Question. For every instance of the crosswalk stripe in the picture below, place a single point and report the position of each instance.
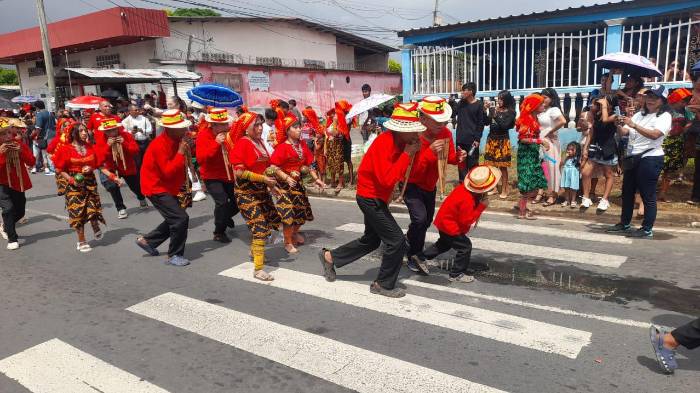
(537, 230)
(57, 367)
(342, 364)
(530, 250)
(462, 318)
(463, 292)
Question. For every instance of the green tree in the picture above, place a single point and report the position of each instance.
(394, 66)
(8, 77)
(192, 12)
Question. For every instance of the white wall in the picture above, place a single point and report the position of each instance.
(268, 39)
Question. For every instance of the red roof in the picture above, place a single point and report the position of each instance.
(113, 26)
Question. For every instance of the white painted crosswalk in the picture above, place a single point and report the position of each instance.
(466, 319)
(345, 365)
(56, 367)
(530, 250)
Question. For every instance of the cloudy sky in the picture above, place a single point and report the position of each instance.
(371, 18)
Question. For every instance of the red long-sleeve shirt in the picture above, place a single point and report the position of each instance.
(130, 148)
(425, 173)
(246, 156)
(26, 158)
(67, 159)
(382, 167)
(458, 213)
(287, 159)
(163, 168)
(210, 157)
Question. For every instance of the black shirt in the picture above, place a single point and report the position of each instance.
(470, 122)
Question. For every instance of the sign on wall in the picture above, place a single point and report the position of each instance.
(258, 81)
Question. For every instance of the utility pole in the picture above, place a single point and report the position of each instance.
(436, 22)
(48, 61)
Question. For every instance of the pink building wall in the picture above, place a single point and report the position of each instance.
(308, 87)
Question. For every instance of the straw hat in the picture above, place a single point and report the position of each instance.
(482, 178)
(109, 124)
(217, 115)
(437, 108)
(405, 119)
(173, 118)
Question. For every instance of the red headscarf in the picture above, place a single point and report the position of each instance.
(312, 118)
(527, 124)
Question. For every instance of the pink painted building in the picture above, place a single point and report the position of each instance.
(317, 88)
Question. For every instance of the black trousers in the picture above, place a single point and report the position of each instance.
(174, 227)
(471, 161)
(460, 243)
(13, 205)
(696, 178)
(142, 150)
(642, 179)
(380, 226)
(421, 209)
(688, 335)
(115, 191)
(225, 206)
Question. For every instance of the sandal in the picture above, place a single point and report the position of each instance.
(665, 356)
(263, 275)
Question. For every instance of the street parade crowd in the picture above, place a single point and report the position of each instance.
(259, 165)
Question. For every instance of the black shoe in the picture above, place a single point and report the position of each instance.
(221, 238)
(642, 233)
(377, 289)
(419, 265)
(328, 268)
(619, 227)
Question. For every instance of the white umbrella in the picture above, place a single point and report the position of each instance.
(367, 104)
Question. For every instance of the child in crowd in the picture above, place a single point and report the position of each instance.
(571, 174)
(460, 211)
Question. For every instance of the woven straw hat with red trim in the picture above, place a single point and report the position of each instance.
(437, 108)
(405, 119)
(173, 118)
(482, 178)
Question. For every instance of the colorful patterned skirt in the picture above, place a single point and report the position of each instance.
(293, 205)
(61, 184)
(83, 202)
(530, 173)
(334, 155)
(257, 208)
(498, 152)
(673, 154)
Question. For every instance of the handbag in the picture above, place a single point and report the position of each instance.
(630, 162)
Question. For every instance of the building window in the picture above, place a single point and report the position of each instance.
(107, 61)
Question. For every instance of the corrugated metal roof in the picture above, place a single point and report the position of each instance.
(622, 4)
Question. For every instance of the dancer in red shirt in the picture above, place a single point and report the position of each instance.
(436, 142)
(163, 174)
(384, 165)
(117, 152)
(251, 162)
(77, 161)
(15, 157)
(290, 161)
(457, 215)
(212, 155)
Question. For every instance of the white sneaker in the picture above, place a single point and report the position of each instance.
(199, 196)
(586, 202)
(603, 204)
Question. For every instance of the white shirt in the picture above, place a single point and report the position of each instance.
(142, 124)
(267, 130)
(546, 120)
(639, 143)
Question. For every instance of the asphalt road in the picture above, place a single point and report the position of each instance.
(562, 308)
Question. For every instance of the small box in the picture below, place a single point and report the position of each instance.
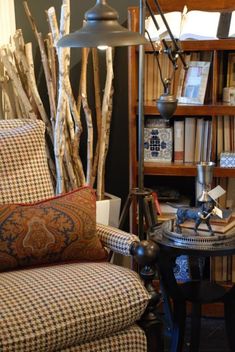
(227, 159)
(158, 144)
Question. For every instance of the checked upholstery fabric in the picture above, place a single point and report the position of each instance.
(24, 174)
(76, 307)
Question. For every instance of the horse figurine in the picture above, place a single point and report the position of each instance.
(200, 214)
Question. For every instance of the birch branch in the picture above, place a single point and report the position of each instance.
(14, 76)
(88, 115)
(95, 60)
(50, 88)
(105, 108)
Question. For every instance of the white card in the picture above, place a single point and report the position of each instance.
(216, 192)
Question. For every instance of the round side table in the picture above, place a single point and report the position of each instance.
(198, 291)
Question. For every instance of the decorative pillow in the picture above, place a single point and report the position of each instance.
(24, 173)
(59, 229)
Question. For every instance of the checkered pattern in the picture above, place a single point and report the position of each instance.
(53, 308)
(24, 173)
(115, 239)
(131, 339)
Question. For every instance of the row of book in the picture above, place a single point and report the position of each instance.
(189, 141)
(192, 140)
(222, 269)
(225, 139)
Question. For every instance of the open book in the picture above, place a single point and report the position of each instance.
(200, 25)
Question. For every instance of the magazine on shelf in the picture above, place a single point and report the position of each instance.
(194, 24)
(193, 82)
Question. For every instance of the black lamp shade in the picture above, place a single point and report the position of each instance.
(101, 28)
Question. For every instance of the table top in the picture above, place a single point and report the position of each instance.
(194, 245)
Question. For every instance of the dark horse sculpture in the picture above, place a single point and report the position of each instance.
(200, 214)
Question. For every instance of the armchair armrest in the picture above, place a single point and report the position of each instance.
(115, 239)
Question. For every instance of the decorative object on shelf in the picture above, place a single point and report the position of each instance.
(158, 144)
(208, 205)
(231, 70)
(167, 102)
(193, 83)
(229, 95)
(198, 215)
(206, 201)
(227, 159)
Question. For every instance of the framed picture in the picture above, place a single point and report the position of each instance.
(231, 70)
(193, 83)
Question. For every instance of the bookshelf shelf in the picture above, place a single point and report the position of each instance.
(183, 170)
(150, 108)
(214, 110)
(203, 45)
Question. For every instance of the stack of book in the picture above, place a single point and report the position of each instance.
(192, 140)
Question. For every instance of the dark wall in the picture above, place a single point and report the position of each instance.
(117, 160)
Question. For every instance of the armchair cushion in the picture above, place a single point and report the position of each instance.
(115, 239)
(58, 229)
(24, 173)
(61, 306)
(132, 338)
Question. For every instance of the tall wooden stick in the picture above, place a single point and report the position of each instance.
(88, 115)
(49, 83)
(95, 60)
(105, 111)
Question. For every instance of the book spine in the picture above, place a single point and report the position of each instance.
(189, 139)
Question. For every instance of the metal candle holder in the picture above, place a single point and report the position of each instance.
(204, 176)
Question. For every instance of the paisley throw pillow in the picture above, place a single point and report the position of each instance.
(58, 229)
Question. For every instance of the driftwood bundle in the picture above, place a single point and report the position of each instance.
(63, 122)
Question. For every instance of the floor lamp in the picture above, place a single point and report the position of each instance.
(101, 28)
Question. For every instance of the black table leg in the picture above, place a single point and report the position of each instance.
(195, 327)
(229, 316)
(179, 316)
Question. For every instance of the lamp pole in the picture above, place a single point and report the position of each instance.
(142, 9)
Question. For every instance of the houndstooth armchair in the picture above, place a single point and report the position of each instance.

▬▬▬▬▬▬

GOAL = Print the full listing exactly, dropping the pictures.

FINISHED ANSWER =
Question. For every instance of the crosswalk stripe in the picture below, place a single point and report the position of each instance.
(537, 230)
(57, 367)
(342, 364)
(530, 250)
(462, 318)
(463, 292)
Question. For every instance of the green tree in the picture above, place a single point and report the position of each instance.
(394, 66)
(8, 77)
(192, 12)
Question. For every instance of the white wall in the picture above, place a single point and report the position of each instance.
(268, 39)
Question. For every instance of the red roof in the picture above, place a single point and report the position of each instance.
(113, 26)
Question. For every instance of the white painted crosswalk in the picture above, place a single point and report the position of each instance.
(466, 319)
(345, 365)
(56, 367)
(530, 250)
Question. For every instance of the cloudy sky in the picture above, place a single point and report the position of each instance.
(371, 18)
Question. For every instance of the red long-sleeve shirt in the picture above, place a single point and report the position of each instance.
(130, 148)
(425, 173)
(246, 156)
(26, 158)
(67, 159)
(382, 167)
(458, 213)
(287, 159)
(163, 168)
(210, 157)
Question. For every instance of the black shirt in the picture above, place a single point and report the position of each instance.
(470, 122)
Question. For every instance of the sign on wall in the picture above, place a single point and report the position of each instance.
(258, 81)
Question. For every instance of the utility pole in the picture above, place a single point and report the position of each instance.
(436, 22)
(48, 61)
Question. For every instance of the pink building wall in the picture above, place a single point and report the position of each instance.
(308, 87)
Question. For every instance of the straw hat in the picture above, place a single point and report the position of each instance.
(482, 178)
(109, 124)
(217, 115)
(437, 108)
(405, 119)
(173, 118)
Question. For every instance of the red headscarf in the picture above, place a single point and report the position of each instance.
(312, 118)
(527, 124)
Question. For every instance of the pink painted building in the picture above, place a single point and report the position of each instance.
(317, 88)
Question. For every instance of the black trousers in the picture above, place a single point and report the position of each instance.
(174, 227)
(471, 161)
(460, 243)
(13, 205)
(696, 178)
(142, 150)
(642, 179)
(380, 226)
(421, 209)
(688, 335)
(115, 191)
(225, 206)
Question. For every instance of the sandal in the picture above, place a single point and report the position of each instance.
(665, 356)
(263, 275)
Question. For every instance of the street parade crowd in the picture above, place a single point and report the position of each instance.
(259, 165)
Question. For every instance of the black shoe in the picture above, place a single point and report the position of each instance.
(221, 238)
(642, 233)
(377, 289)
(419, 265)
(328, 268)
(619, 227)
Question. For every instance of the white umbrella in the picture above, place a single point and report the position of each instance.
(367, 104)
Question. For every instance of the child in crowd in the picture above, place a single point and report the position of each instance.
(571, 174)
(460, 211)
Question. For every instance of the woven straw hat with red trim in the picture above, place a single point and report the position of each instance.
(437, 108)
(405, 119)
(173, 118)
(482, 178)
Question. For every instance of the colorful patterned skirt in the picture above, place a single point and report the position of each instance.
(293, 205)
(61, 184)
(83, 202)
(530, 173)
(334, 155)
(257, 208)
(498, 152)
(673, 154)
Question. For every instance of the handbag in the picture above, place a single point and report the position of each instance.
(630, 162)
Question. For every instance of the building window in the picture above, place a single point and report the position of each instance.
(107, 61)
Question. For every instance of the corrugated metal roof in the picture above, place a single point and report the position of each instance.
(622, 4)
Question. For every instance of the dancer in red shirt in the picture above, place a single point and report the position of each instance.
(436, 142)
(163, 174)
(384, 165)
(117, 152)
(251, 162)
(77, 161)
(15, 157)
(290, 161)
(457, 215)
(212, 155)
Question. For every instance of the white sneaker in the picture above, place a single point and report the position of each instance.
(199, 196)
(586, 202)
(603, 204)
Question. For every instance of the white shirt in the picture above, place a single point and report the position of each instance.
(142, 124)
(267, 130)
(546, 120)
(639, 143)
Question. For every instance of the asphalt road in the picture above, place a single point and report the position of each instance.
(562, 308)
Question. For every instance of the small box in the picture below, place a single point and report the position of each instance.
(227, 159)
(158, 144)
Question. For every instance of the checked upholstery fabric in the picture above, place a single point and report the position of each instance.
(24, 174)
(76, 307)
Question. For every instance of the horse figurine in the picture above, place a single point and report the position of each instance.
(200, 214)
Question. For every instance of the birch branch in the picture above, place a single point and report the position of each instance.
(14, 76)
(88, 115)
(95, 60)
(50, 88)
(105, 108)
Question. For every instance of the white card in the picture above, place a single point and report the position of each instance.
(216, 192)
Question. For every instance of the round side table in the picture above, place a single point and report the position of each instance.
(198, 291)
Question. For every instance of the decorative pillow in the picture above, place a single point and report the position of each instance.
(24, 173)
(59, 229)
Question. For every instance of the checkered pattern in the picture above, place a single point and report the position of each instance.
(53, 308)
(24, 173)
(115, 239)
(131, 339)
Question. For every instance of the row of book in the picture above, place a single point and report the position of each instance.
(189, 141)
(192, 140)
(222, 269)
(225, 139)
Question. For every instance of the open book in the picture above, place a single point and report the position of each instance.
(200, 25)
Question. For every instance of the magazine on shelf in the picture above, place a single point and report the position of each instance.
(194, 24)
(193, 82)
Question. For every instance of the black lamp shade in the picture above, place a single point and report the position of each instance.
(101, 28)
Question. For every instance of the table top in the picture above, place a single point and report the position of each instance.
(194, 245)
Question. For every instance of the dark horse sculpture in the picture above, place a single point and report the position of each instance.
(200, 214)
Question. For every instance of the armchair armrest in the picture above, place a single point and report the position of each instance.
(115, 239)
Question. For every instance of the decorative object on shelf in the picture above, place a single point and report the position of each instance.
(158, 144)
(208, 205)
(231, 70)
(167, 102)
(193, 83)
(229, 95)
(198, 215)
(206, 201)
(227, 159)
Question. For every instance of the framed picture in the picture above, place a single point and report the position of each instance.
(231, 70)
(193, 83)
Question. For every instance of the bookshelf shelf in the picture above, place a single point and report the position of each instance.
(183, 170)
(150, 108)
(214, 110)
(203, 45)
Question. For every instance of the stack of book in the picture above, place a single point and report the position of each instance.
(192, 140)
Question. For every instance of the dark wall in the picture above, place a single point and report the position of each instance.
(117, 160)
Question. For every instance of the armchair cushion in the picture above, place a single point and report the position of each instance.
(115, 239)
(58, 229)
(24, 173)
(61, 306)
(132, 338)
Question. For every instance of the tall wooden stick in the picture above, place a single point and report the position of each instance.
(88, 115)
(49, 83)
(95, 60)
(105, 111)
Question. For every instance of the book spine in the picture above, place a single point and report the position of each instance.
(189, 139)
Question. For every instance of the metal candle holder in the picture above, place a single point and report the position of each instance.
(204, 176)
Question. For every instance of the paisley throw pillow in the picture above, place a single point and report the position of each instance.
(58, 229)
Question. For every instance of the driftwood bundle in the picture above, place a single point and report the position of each instance.
(63, 122)
Question. For every instance of the floor lamp in the picture above, place a single point and report the position of each instance.
(101, 28)
Question. For every instance of the black table leg in the picture above, place a single point and report the position of each instance.
(195, 327)
(229, 316)
(179, 316)
Question. For every instance of the lamp pole in the picture above, place a single point and report the position of each instance.
(142, 9)
Question. For every instance of the houndstooth armchair in the picture above, place a single point and report the position of each instance.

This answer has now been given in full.